***** Excerpted data *****

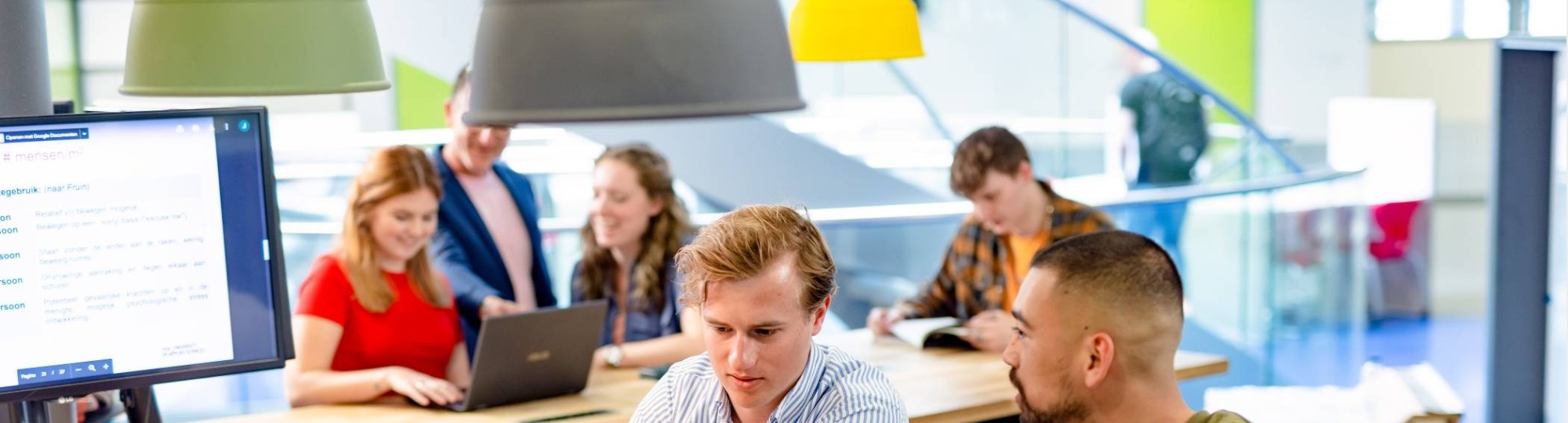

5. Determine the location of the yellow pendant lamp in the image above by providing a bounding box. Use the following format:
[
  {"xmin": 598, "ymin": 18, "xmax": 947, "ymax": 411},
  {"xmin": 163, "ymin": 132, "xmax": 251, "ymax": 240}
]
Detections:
[{"xmin": 789, "ymin": 0, "xmax": 925, "ymax": 61}]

*****

» What you need to do
Lay out the data above as a numbered list, one line per item, with blank lines dropped. Leave the picture out.

» Response to this exercise
1. 5. Determine the location of the yellow pendant lamp in the image above by providing a bounding box. Use the following format:
2. [
3.   {"xmin": 598, "ymin": 18, "xmax": 947, "ymax": 411},
4.   {"xmin": 163, "ymin": 132, "xmax": 251, "ymax": 240}
5. ]
6. Detections:
7. [{"xmin": 789, "ymin": 0, "xmax": 925, "ymax": 61}]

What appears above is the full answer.